— Task statement —
Display each line of the listing below that contains the word "blue".

— Data extract —
══════

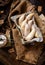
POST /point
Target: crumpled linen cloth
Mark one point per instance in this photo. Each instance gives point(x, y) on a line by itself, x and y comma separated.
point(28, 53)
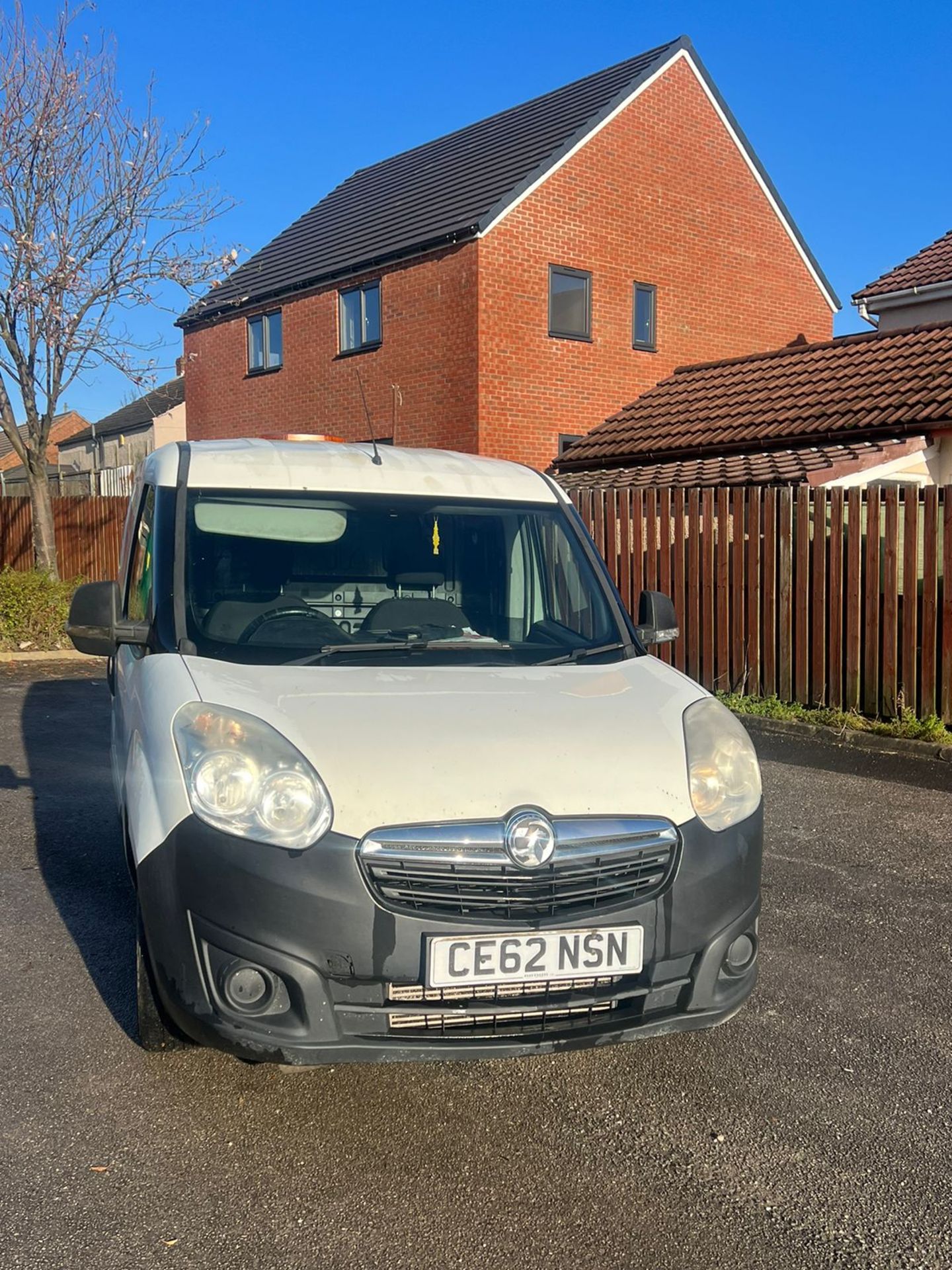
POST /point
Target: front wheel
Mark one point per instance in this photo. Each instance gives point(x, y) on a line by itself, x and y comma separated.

══════

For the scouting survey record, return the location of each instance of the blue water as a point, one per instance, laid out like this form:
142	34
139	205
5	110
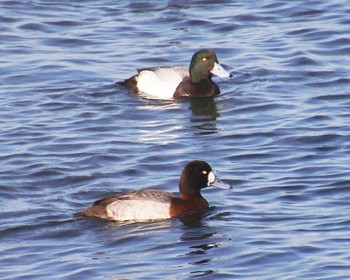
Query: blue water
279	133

══════

— Problem solution —
For the scouting survey record, return the location of each instance of the blue water as a point, one per instance, laid out like this form:
Query: blue water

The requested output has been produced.